Annotated coordinate records:
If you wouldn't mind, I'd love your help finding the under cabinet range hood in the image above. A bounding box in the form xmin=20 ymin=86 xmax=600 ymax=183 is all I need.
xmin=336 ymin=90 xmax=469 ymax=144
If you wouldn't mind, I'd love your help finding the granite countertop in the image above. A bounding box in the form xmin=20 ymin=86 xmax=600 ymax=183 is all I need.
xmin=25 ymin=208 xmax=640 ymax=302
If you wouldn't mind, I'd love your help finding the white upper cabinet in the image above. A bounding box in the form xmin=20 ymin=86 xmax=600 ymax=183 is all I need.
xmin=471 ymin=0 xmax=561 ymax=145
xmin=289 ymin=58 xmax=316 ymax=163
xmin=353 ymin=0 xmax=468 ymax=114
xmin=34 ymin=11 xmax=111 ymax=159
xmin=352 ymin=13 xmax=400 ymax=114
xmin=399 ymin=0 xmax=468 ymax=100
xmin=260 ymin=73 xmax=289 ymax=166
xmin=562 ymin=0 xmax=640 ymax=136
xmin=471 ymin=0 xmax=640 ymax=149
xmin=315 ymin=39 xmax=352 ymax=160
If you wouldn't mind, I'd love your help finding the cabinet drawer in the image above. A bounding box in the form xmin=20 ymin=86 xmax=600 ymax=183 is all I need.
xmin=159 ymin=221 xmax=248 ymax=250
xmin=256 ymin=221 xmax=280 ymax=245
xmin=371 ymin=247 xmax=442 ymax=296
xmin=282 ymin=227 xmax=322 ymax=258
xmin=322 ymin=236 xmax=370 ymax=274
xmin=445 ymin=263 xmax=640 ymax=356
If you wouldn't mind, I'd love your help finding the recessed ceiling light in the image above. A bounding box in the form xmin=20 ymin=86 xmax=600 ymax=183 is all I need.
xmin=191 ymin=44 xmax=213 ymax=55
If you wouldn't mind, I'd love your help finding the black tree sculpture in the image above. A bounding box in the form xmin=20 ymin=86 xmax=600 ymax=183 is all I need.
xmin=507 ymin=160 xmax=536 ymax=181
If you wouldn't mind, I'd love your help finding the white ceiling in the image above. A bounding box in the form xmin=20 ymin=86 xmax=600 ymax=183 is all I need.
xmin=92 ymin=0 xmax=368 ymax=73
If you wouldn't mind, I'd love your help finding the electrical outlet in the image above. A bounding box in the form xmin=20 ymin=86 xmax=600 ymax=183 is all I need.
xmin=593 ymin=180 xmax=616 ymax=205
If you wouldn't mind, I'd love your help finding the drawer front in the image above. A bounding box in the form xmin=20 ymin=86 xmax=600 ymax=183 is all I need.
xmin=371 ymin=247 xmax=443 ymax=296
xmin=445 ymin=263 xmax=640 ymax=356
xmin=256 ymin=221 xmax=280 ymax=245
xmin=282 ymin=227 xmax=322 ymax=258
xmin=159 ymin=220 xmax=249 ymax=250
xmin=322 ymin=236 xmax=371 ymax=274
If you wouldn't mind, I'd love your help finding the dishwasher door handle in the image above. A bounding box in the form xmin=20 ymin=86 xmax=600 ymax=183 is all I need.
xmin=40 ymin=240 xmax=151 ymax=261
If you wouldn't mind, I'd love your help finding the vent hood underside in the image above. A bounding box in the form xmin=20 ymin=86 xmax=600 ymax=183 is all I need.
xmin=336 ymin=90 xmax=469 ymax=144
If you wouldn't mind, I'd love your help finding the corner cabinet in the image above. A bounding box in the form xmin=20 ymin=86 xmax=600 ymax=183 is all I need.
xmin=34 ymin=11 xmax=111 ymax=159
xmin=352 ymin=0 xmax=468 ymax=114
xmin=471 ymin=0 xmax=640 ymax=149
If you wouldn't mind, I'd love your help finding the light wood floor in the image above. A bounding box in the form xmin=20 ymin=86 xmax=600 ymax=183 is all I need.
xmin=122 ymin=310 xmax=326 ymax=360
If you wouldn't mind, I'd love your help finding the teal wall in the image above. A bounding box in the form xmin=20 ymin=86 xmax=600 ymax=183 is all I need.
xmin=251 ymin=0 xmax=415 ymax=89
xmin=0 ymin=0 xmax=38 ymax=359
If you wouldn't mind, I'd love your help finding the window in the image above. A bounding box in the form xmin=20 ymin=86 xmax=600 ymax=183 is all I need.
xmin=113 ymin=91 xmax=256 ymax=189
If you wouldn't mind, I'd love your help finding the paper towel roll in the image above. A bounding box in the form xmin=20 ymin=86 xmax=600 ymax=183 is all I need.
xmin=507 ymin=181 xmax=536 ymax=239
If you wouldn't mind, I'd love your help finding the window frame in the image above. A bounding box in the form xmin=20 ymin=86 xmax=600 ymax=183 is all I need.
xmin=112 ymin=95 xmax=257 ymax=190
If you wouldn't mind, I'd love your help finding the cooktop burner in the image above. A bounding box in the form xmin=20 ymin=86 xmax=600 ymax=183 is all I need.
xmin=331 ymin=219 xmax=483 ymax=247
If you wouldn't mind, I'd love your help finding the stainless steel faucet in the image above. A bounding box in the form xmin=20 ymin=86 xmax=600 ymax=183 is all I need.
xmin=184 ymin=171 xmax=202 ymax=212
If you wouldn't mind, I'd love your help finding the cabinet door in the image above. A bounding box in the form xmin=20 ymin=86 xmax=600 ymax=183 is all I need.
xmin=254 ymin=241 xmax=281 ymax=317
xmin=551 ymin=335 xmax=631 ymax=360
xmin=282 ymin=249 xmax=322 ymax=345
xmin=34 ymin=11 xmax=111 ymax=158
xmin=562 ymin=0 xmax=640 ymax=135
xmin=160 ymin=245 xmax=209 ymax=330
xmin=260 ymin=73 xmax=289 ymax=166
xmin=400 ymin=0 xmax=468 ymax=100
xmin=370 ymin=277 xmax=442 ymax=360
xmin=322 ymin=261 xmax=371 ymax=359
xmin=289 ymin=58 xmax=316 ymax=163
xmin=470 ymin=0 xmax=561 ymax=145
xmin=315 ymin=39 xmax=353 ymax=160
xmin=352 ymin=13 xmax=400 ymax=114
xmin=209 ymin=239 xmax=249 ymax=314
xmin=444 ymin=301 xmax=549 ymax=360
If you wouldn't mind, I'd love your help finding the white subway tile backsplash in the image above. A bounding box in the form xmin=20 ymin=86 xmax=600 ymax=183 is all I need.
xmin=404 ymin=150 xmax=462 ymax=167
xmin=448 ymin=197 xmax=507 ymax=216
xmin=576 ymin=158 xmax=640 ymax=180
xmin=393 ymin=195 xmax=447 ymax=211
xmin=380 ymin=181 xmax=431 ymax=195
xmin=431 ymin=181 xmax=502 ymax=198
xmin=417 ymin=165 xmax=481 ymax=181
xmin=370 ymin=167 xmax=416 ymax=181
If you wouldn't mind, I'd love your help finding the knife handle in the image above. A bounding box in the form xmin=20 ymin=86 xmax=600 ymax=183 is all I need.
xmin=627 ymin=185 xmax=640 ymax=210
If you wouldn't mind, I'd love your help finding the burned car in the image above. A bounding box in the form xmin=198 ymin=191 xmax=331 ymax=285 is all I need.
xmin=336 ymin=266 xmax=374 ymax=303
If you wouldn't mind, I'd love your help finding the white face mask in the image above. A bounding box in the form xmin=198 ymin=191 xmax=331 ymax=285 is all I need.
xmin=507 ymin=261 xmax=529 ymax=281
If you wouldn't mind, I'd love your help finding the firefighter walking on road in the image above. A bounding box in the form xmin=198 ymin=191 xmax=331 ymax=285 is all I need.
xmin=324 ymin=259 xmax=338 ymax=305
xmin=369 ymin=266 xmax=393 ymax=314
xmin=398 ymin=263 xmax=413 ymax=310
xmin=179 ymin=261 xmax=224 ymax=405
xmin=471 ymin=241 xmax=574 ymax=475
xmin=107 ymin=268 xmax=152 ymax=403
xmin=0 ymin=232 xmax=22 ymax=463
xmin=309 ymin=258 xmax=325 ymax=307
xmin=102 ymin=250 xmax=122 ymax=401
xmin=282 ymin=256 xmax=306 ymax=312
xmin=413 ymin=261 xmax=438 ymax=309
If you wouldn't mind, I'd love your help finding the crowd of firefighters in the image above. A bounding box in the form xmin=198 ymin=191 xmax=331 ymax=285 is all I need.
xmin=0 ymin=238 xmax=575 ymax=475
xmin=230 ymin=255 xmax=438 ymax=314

▸ Stated problem
Return exactly the lines from the one containing "If you wouldn't mind, I'd love your help finding the knife" to the last line of the data, and nothing more.

▸ Task result
If you wouldn't mind, I'd love your help finding the knife handle in the image above. A bounding box in the form xmin=20 ymin=86 xmax=600 ymax=183 is all I need.
xmin=627 ymin=185 xmax=640 ymax=210
If you wouldn't mind, I'd love your help finding the burned car in the image above. A bounding box in the form xmin=198 ymin=191 xmax=331 ymax=285 is all I need.
xmin=336 ymin=266 xmax=374 ymax=303
If you wouldn't mind, I'd love your help finding the white face mask in the image above. A bounding box in the form xmin=198 ymin=191 xmax=331 ymax=285 is all I need.
xmin=507 ymin=261 xmax=529 ymax=281
If you wouldn't mind, I'd love your help finding the firefighter walking on road in the image above. A bounding box in the form xmin=198 ymin=191 xmax=331 ymax=285 is all I need.
xmin=324 ymin=259 xmax=338 ymax=305
xmin=369 ymin=266 xmax=393 ymax=314
xmin=398 ymin=263 xmax=413 ymax=310
xmin=179 ymin=261 xmax=224 ymax=405
xmin=471 ymin=241 xmax=574 ymax=475
xmin=107 ymin=268 xmax=152 ymax=403
xmin=0 ymin=232 xmax=22 ymax=463
xmin=309 ymin=258 xmax=325 ymax=307
xmin=102 ymin=250 xmax=122 ymax=401
xmin=282 ymin=256 xmax=306 ymax=312
xmin=413 ymin=261 xmax=438 ymax=309
If you wouldn't mind, I'd love your help finding the crowd of firefighters in the image above. A bounding box in the form xmin=198 ymin=191 xmax=331 ymax=285 is all I need.
xmin=0 ymin=238 xmax=575 ymax=475
xmin=230 ymin=255 xmax=438 ymax=314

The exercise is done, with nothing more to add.